WHAT IS ASKED:
Copy every line of the records below that contains the word "calm".

EXERCISE INPUT:
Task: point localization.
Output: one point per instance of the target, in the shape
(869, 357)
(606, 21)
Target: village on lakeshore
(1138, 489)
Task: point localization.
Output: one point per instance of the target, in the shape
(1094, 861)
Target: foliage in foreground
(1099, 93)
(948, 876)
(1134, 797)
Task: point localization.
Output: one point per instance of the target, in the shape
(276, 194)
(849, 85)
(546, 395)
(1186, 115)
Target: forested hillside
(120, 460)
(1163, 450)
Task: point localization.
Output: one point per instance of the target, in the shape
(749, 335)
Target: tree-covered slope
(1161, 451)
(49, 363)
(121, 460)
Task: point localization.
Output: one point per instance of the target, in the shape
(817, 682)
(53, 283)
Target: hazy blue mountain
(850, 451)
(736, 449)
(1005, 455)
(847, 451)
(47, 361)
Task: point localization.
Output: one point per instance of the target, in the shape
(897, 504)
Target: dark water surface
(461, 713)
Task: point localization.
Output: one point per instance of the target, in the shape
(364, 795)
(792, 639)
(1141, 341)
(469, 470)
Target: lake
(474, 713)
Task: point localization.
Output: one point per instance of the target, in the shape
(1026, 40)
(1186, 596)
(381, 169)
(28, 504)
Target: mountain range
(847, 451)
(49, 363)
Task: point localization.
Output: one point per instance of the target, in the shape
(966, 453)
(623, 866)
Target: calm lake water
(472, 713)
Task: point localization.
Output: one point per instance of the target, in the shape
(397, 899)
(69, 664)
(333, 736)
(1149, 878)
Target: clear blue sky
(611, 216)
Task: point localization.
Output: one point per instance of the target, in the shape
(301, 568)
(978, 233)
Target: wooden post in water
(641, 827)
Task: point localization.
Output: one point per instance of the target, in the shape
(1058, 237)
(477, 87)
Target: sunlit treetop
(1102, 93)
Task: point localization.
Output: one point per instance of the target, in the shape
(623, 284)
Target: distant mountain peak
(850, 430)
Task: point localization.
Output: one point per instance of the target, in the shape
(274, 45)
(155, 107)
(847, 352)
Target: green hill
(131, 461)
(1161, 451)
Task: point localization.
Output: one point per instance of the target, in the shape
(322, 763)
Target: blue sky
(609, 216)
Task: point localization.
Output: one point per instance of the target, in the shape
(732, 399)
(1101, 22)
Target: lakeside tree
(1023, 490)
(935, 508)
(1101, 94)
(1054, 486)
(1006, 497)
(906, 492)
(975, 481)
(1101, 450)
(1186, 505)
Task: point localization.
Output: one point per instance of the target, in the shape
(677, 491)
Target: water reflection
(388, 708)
---
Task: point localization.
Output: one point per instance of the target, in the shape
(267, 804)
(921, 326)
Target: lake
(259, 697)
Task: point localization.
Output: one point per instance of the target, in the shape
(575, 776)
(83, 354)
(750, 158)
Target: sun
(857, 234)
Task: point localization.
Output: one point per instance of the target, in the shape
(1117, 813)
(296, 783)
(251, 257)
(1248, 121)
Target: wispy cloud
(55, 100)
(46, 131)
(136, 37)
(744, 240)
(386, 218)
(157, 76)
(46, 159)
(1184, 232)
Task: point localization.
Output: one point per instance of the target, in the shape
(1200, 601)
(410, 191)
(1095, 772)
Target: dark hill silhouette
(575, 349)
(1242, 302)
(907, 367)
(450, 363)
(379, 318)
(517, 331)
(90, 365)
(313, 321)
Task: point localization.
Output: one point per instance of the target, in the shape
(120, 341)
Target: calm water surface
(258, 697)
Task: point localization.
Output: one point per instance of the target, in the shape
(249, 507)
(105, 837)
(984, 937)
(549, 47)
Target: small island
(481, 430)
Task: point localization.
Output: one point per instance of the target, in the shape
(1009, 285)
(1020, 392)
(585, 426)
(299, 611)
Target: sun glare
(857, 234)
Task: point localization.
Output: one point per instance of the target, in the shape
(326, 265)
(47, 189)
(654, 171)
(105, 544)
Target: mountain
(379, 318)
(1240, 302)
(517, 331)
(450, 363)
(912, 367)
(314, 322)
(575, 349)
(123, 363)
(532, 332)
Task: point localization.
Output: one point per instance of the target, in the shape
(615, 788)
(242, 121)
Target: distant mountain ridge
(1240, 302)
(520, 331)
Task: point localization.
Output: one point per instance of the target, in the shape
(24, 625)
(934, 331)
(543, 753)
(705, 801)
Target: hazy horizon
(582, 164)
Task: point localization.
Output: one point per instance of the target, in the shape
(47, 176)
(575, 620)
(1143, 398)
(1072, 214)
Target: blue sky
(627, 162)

SOLVED EXERCISE:
Target: calm lake water
Target: calm water surface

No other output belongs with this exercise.